%%
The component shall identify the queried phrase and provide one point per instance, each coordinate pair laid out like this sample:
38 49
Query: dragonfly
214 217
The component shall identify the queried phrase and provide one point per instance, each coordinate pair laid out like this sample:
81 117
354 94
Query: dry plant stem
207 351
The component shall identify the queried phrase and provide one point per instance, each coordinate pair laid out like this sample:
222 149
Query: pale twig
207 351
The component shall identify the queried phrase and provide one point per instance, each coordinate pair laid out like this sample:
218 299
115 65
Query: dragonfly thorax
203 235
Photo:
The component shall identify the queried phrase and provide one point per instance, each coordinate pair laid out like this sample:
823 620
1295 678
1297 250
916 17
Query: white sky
%%
%%
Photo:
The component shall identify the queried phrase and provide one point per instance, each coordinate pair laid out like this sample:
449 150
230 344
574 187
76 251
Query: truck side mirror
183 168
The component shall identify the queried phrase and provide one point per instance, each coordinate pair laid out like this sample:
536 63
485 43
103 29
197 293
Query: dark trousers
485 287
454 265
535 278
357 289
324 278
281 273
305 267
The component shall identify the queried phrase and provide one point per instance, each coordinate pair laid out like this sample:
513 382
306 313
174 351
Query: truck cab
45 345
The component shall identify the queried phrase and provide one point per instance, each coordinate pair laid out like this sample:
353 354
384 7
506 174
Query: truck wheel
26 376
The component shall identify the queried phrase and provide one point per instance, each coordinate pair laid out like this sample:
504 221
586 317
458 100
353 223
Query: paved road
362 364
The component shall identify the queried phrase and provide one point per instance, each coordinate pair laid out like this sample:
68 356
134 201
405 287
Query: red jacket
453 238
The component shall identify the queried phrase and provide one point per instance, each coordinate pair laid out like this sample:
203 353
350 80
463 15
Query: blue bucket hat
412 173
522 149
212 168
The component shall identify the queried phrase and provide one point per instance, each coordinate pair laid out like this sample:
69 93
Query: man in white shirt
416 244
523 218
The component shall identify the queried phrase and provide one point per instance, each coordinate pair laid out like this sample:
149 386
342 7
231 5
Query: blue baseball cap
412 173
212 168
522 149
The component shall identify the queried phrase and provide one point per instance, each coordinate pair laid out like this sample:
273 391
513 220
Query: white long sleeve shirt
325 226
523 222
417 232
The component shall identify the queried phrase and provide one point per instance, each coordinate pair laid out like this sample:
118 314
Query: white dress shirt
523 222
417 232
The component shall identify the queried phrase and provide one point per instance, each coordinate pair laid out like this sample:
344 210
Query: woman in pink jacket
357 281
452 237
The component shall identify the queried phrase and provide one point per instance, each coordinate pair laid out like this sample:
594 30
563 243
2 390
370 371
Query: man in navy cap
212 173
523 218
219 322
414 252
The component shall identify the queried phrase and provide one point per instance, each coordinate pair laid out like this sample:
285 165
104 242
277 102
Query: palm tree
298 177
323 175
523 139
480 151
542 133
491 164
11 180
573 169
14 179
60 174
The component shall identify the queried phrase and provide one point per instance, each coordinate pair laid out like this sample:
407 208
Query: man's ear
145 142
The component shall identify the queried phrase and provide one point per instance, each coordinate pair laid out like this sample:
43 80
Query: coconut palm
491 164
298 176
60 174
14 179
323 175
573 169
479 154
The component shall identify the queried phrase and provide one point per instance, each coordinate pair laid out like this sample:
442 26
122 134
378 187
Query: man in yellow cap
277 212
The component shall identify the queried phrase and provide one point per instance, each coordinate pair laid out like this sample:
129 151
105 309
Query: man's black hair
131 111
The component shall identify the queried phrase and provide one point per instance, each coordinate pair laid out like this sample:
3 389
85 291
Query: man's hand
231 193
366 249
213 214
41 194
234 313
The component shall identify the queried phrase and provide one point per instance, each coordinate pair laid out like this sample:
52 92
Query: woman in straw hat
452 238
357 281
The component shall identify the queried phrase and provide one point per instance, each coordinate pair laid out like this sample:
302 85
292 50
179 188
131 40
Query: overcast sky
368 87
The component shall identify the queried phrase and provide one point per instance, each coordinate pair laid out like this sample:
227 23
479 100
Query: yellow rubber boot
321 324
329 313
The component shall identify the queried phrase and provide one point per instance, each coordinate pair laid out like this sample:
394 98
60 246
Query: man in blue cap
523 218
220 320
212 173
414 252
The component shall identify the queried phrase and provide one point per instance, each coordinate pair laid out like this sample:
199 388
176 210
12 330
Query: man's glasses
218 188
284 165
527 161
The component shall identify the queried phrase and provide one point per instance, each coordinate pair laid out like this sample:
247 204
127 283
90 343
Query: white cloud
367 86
%%
%%
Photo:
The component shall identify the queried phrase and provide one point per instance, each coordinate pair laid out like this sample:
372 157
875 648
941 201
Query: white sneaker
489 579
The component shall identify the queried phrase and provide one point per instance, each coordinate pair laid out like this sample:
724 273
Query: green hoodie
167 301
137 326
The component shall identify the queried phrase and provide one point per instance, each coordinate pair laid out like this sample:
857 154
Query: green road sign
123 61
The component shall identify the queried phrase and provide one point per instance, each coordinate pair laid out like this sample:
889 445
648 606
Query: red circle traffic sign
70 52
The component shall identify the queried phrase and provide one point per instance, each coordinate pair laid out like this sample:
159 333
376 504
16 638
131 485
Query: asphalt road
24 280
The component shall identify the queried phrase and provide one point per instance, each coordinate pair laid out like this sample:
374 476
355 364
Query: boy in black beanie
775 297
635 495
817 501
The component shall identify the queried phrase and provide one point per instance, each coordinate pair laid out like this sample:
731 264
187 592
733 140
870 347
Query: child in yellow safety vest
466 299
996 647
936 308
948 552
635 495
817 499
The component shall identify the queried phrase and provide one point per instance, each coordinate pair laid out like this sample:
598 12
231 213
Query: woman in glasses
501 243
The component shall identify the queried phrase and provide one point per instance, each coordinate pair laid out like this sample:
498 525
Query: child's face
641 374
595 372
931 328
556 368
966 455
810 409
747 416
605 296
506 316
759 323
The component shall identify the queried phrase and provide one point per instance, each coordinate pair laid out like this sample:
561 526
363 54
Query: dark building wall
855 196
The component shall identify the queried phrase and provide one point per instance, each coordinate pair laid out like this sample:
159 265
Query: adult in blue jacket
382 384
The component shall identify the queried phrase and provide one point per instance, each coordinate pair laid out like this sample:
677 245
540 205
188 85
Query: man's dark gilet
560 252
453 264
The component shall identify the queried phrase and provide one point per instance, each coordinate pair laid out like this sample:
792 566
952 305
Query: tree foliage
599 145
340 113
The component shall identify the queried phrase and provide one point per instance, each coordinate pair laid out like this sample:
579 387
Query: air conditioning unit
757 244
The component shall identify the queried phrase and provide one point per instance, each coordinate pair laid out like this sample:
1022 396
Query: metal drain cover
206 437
%%
* **The request**
Select each line of the material above that contains the string "road". Case counts.

* **Right answer**
Query: paved road
Query: green road sign
Query: asphalt road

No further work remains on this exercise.